§ **Required work**
Continue the passage about the NHS University (NHSU), starting right after its final sentence on protected study time for NHS staff.

§ **Text under study**
- Opening Delimiter -

NHSU will start offering courses this autumn (for more information see the institution's website at www.nhsu.nhs.uk). The project is an attempt to create the NHS's own 'corporate university'.

These institutions are more usually found in large private sector organisations, and the term is taken to mean an internal resource that takes care of all internal development, training and learning.

The NHSU is that and more. It will use a variety of mechanisms, including e-learning, to deliver courses that will work for its entire workforce, in all areas in which they need education.

Over time, it will largely replace the 65 higher education institutions the NHS currently uses.

The NHSU's offering will include NHS induction courses, general literacy and language skills education, IT awareness training, specific courses on cleaning and infection control, courses on new surgical techniques, and academic qualifications such as special NHS Foundation degrees and masters degrees in NHS administration.

All NHS staff will be given 'protected' time off work to study if they want it, according to Hastings.

- Closing Delimiter -

§ **Exercise data**
- Opening Delimiter -

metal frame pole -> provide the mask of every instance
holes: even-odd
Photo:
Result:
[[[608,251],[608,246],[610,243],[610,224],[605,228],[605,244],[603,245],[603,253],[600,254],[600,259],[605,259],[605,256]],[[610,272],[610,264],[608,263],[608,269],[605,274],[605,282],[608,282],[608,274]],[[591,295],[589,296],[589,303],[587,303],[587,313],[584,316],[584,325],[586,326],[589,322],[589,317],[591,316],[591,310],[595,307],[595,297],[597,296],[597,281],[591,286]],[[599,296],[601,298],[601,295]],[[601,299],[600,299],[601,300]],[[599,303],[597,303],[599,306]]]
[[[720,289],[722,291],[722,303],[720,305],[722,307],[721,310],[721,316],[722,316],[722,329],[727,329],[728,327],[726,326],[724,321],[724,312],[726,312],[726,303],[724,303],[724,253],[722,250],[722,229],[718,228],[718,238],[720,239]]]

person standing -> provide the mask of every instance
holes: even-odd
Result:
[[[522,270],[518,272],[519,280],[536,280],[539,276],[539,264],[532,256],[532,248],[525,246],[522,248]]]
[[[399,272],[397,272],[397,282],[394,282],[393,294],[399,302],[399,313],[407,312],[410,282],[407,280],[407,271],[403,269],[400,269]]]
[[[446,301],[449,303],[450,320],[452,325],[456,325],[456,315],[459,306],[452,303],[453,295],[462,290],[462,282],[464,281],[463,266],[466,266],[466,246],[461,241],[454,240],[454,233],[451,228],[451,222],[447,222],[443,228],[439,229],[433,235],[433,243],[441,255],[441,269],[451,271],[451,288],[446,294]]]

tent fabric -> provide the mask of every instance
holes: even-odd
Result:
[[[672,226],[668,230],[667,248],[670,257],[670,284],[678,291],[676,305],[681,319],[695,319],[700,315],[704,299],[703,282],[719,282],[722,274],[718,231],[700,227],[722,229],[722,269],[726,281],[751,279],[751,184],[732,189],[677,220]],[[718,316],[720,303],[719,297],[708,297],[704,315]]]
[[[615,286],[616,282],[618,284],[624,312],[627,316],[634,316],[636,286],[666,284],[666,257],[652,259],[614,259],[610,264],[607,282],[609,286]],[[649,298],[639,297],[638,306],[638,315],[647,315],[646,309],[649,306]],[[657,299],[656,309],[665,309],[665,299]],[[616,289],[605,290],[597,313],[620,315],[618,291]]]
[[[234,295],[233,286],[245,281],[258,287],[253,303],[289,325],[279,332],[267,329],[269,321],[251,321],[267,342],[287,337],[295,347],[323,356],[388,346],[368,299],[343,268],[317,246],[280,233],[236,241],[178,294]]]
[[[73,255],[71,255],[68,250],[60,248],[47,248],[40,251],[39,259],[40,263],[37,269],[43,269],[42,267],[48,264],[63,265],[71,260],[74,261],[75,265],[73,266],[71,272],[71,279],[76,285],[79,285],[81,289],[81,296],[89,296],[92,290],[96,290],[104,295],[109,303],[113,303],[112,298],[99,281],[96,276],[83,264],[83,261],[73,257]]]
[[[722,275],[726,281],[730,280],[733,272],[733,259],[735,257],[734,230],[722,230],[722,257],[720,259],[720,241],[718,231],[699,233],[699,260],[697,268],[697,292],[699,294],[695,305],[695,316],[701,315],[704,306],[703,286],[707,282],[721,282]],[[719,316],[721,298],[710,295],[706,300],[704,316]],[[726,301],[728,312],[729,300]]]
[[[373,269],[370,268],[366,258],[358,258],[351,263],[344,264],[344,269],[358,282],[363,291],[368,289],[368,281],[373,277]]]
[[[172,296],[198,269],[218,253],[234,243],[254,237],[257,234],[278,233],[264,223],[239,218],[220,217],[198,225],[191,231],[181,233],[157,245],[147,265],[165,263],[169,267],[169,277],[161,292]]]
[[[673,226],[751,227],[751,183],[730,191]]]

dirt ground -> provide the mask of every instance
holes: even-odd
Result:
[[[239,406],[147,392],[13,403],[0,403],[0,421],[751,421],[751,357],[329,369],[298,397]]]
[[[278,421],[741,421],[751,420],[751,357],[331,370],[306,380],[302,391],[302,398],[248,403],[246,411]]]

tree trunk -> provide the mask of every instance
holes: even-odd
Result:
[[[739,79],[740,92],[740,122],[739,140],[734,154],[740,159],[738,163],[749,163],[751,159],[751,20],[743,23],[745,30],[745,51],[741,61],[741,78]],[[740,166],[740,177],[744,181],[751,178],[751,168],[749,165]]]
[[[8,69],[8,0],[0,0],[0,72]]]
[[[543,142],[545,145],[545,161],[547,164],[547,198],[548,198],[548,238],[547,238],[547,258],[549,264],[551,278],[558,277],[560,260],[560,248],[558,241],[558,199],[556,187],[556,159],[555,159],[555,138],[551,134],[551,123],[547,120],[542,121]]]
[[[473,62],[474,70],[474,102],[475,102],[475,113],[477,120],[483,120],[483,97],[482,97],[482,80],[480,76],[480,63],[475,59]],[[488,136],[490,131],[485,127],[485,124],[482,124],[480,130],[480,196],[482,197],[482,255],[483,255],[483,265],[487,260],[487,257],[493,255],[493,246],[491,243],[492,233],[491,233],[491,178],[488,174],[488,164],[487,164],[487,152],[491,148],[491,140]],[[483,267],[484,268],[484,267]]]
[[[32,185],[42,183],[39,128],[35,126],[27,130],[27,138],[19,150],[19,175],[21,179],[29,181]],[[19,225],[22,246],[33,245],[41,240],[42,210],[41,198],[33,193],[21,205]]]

- Closing Delimiter -

§ **Response area**
Work to be done
Some figures will put the NHSU's huge task in perspective. The NHS workforce isn't just big - it's very diverse, too.

Of its 1.3 million workers (June 2001 figures), 236,240 are managers and administrators, 60,000 work in maintenance, 80,000 are scientific staff and 20,000 are ambulance staff.

Nearly 360,000 nurses join every year and many staff come from mixed educational backgrounds: this year 90,000 NHS workers will be offered literacy, numeracy and English skills education, for example.

Can the NHSU possibly provide the kind of tailored deliverables it says it wants to? Hastings believes it can. "Our watchwords are flexibility and variety," she said.

But some observers, even those who say they are friendly, are sceptical. "It's going to be a major challenge to satisfy such a varied audience," warned Neil Bindemann, managing director of Primed Communications, a supplier of online medical education packages.

Others argue that there is enough commitment to the NHSU to justify optimism.

"A lot of thought has gone into making the NHSU a real skills escalator for its users," said Devrim Celal, head of e-learning services at the UK arm of US technology consultancy firm Sapient.

"There's a lot of emphasis in prototyping and making sure things are tailored for all members, from the GP to the surgeon to the porter.

"The university development team is also really talking to stakeholders and getting detailed ethnographic information about them to tailor the content. They're really trying to make the courses fit into the work lifecycle too."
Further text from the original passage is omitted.